## Directions for this task
Print only the line with "bird's leg -> point" and the lines after it, ending with the last line of the material, each exactly as it stands.
:: Entries provided
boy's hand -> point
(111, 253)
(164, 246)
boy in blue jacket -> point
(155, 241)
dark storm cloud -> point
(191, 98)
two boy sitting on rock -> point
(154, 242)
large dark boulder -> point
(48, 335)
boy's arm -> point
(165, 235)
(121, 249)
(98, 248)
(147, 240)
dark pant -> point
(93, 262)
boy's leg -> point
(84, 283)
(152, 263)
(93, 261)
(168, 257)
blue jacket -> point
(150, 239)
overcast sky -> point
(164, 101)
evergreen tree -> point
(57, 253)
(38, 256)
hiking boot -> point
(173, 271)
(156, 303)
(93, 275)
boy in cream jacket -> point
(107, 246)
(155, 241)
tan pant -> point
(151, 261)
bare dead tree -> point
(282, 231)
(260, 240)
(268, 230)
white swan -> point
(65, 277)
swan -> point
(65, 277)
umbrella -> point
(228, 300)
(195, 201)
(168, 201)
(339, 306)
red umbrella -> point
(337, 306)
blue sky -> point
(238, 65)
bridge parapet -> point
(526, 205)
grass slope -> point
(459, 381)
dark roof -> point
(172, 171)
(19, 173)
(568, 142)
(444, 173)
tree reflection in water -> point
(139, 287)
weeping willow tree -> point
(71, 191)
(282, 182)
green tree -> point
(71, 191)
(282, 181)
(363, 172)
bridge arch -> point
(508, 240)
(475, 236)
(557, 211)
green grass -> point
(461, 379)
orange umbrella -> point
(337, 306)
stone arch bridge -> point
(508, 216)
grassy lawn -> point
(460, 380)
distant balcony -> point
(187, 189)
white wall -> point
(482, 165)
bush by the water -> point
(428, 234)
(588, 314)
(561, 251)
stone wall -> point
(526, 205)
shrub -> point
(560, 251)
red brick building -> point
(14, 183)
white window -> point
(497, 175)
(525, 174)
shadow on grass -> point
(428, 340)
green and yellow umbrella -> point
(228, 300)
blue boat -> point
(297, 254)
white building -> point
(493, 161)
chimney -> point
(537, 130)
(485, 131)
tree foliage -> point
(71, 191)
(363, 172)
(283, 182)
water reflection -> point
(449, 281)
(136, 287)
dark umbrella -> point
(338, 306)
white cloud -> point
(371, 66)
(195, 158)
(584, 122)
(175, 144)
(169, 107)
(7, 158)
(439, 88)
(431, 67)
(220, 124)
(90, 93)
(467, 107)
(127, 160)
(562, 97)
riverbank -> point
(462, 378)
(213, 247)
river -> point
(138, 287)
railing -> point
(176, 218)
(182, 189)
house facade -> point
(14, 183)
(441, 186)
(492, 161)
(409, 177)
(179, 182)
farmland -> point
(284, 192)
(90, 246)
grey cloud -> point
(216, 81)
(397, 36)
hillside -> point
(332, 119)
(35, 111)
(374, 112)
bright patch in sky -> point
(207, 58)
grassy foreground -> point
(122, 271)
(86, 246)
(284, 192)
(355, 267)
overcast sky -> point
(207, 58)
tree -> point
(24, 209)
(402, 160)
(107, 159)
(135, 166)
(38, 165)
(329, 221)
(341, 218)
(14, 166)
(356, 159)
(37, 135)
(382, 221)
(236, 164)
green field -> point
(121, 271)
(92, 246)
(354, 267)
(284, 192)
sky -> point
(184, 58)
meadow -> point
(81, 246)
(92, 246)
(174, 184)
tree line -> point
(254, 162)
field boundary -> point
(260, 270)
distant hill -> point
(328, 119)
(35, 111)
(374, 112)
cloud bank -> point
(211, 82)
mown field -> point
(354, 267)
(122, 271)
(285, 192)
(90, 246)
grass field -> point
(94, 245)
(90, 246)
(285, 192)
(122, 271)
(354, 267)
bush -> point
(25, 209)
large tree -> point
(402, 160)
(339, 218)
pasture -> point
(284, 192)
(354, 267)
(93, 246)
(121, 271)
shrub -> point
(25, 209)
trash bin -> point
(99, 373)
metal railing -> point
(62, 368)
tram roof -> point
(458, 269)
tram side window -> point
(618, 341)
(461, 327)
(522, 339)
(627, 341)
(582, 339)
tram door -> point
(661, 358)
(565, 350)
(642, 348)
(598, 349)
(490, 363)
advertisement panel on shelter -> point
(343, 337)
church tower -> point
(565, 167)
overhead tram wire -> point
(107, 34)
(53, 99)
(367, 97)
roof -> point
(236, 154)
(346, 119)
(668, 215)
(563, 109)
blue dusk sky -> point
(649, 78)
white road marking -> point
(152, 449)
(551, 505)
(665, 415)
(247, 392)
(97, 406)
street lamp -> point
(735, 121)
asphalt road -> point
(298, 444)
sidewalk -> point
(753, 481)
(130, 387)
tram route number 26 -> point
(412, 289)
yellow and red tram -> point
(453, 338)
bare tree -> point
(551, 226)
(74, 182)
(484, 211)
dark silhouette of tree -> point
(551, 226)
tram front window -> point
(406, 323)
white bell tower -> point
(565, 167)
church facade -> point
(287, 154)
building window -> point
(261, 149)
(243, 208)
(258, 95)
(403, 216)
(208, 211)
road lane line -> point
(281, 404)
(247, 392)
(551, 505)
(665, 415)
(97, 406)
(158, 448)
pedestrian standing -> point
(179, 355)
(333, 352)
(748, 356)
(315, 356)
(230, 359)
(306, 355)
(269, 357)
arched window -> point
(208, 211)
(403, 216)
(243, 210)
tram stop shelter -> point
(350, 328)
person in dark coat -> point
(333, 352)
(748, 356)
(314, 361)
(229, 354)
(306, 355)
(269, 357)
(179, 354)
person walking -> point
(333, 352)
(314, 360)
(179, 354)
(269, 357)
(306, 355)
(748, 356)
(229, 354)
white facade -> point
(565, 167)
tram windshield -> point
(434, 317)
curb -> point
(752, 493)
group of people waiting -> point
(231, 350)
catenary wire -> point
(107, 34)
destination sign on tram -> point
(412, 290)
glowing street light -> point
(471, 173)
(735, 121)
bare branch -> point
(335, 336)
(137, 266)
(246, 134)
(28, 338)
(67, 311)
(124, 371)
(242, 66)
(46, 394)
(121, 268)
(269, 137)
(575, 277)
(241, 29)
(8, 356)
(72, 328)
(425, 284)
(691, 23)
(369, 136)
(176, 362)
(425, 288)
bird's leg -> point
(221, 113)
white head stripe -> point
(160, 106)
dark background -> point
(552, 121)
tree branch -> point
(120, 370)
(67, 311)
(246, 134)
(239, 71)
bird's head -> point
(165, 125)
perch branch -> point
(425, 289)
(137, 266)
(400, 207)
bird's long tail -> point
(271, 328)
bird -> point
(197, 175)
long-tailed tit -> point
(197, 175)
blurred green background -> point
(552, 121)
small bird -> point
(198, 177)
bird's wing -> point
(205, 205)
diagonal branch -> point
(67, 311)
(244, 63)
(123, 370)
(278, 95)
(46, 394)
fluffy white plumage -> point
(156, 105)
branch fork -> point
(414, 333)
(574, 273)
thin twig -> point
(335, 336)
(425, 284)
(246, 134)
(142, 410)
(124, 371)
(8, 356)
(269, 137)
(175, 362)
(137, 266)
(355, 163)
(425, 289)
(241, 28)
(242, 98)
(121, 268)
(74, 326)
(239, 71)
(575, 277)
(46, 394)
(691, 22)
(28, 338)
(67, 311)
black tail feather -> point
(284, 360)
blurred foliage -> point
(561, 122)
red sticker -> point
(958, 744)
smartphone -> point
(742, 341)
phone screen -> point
::::
## Full solution
bird's leg -> point
(221, 113)
white head stripe -> point
(160, 106)
dark background -> point
(552, 121)
tree branch -> point
(120, 370)
(67, 311)
(246, 134)
(239, 71)
bird's head -> point
(165, 125)
perch branch -> point
(425, 289)
(137, 266)
(400, 207)
bird's long tail -> point
(271, 328)
bird -> point
(197, 175)
long-tailed tit -> point
(197, 175)
blurred green background -> point
(552, 121)
small bird -> point
(198, 177)
bird's wing -> point
(205, 205)
diagonal branch -> point
(67, 311)
(244, 63)
(123, 370)
(278, 95)
(46, 394)
fluffy white plumage -> point
(156, 105)
branch fork -> point
(414, 333)
(574, 273)
thin twig -> point
(335, 336)
(425, 284)
(246, 134)
(142, 410)
(124, 371)
(8, 356)
(269, 137)
(175, 362)
(137, 266)
(355, 163)
(425, 289)
(241, 28)
(242, 98)
(121, 268)
(74, 326)
(239, 71)
(575, 277)
(46, 394)
(691, 22)
(28, 338)
(67, 311)
black tail feather -> point
(284, 360)
blurred foliage -> point
(561, 122)
red sticker -> point
(958, 744)
smartphone -> point
(742, 341)
phone screen -> point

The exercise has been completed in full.